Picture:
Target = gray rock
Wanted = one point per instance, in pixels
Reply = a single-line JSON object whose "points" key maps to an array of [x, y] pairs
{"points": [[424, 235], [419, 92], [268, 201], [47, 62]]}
::::::::
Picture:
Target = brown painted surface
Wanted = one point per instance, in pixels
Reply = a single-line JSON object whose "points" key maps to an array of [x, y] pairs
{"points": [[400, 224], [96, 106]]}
::::::::
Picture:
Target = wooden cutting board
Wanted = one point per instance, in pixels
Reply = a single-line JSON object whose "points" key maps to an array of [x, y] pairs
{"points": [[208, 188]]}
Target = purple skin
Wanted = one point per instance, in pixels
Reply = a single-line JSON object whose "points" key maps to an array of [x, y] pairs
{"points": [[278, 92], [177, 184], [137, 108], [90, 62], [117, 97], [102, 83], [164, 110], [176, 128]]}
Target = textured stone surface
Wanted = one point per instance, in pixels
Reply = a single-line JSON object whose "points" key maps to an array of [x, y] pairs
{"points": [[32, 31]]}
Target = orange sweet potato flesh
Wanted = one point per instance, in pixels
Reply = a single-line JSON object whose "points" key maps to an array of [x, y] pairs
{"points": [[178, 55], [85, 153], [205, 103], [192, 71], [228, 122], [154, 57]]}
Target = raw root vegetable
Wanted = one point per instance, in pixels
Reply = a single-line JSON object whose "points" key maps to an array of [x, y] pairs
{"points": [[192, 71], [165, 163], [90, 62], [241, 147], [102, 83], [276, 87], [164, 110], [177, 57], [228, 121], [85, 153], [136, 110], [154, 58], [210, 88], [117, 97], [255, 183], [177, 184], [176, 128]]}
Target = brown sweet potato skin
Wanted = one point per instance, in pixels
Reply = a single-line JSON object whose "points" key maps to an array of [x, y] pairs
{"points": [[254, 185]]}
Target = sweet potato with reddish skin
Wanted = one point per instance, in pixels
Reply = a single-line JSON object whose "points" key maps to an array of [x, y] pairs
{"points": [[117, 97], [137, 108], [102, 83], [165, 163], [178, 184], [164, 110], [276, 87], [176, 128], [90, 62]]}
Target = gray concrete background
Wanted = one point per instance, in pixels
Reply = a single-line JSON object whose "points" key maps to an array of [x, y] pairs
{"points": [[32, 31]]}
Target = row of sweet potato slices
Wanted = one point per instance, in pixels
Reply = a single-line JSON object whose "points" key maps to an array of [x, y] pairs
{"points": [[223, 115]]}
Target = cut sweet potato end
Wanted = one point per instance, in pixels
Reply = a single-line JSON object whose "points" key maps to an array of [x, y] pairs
::::::::
> [Task prompt] Pick out every line of the records that contains the word "sweet" and copy each one. The match must respect case.

> [Problem solution]
Target = orange sweet potato flesh
Target = brown sweet potato skin
Target = sweet potato with reddish skin
Target = row of sweet potato slices
Target = cut sweet potato end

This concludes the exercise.